In the biography of Yakov Yosef Twersky below, in what year did he found the village of New Square?

◆ QUOTED PASSAGE:
--- Start ---

- Title: Skverer Rebbe of New Square.

Personal life
- Born: Yakov Yosef Twersky June 23, 1899
- Died: March 31, 1968 (aged 68) New Square, NY
- Spouse: Trana Twersky
- Children: Figa Malka Hager, Sima Mirel Hager, Miriam Twersky, Rabbi David Twersky
- Dynasty: Skver

Religious life
- Religion: Judaism

Jewish leader
- Predecessor: Rabbi Dovid'l Twersky
- Successor: Rabbi David Twersky
- Dynasty: Skver

= Yakov Yosef Twersky =

Grand Rabbi of Skver

Rabbi Yakov Yosef Twersky (June 23, 1899 – March 31, 1968) was the Grand Rabbi and spiritual leader of the village of New Square, New York, and of Skverer Hasidism worldwide.

== Biography ==
Born in Ukraine, Twersky was a Holocaust survivor. In 1950, he arrived in the United States and lived in Williamsburg, Brooklyn. In 1956, Twersky founded the first shtetl in the United States, the village of New Square in Rockland County, New York.

=== Family ===
==== Lineage from Ba'al Shem Tov ====
- Ba'al Shem Tov
  - Rabbi Tzvi
    - Rabbi Aaron of Tituv
      - Rabbi Tzvi of Tituv (Hershele Skverer)

--- End ---

◆ COLLECTED MATERIAL:

--- Start ---

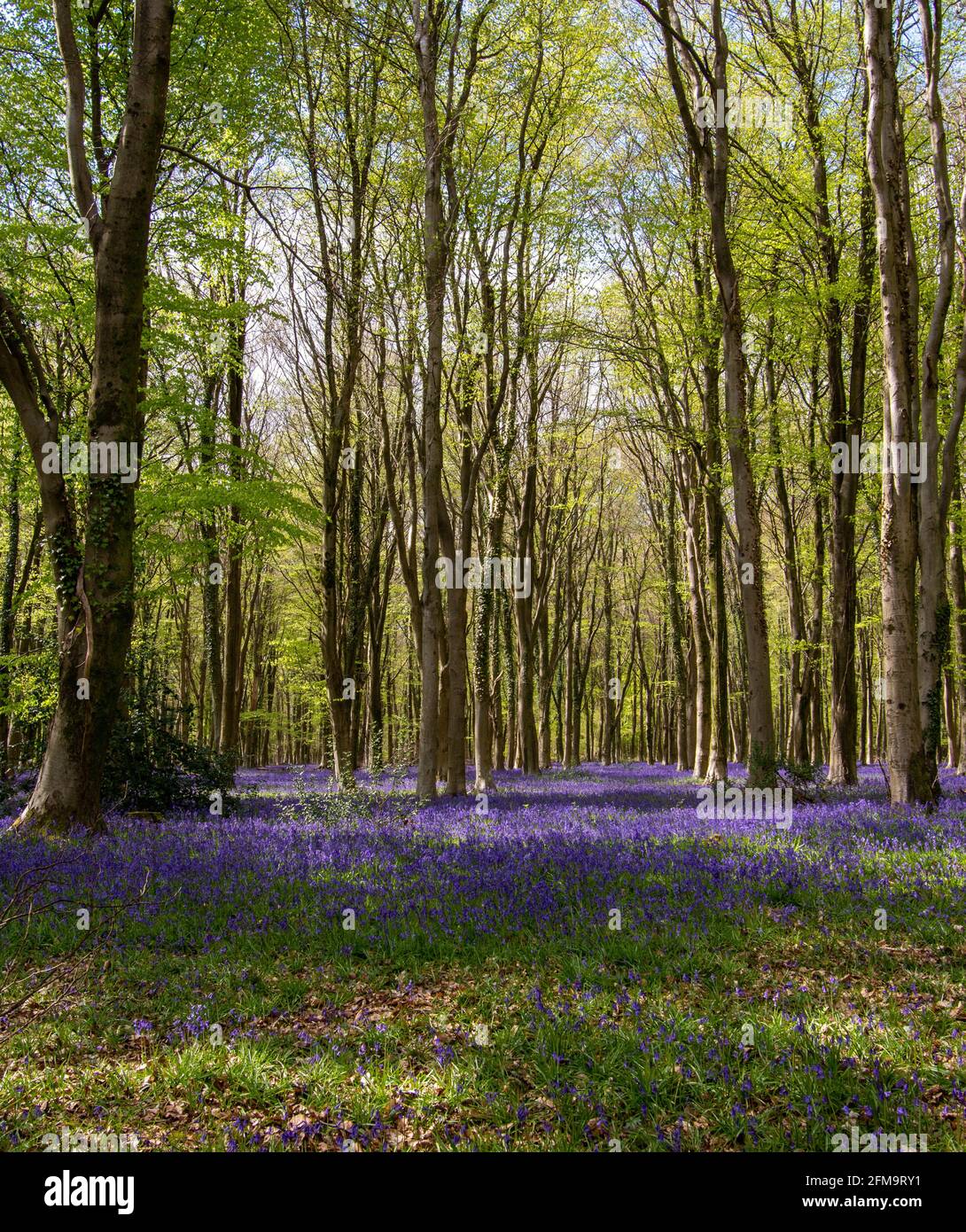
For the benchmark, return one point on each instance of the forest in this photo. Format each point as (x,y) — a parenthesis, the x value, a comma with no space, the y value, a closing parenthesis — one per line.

--- End ---

◆ TASK OUTPUT: 1956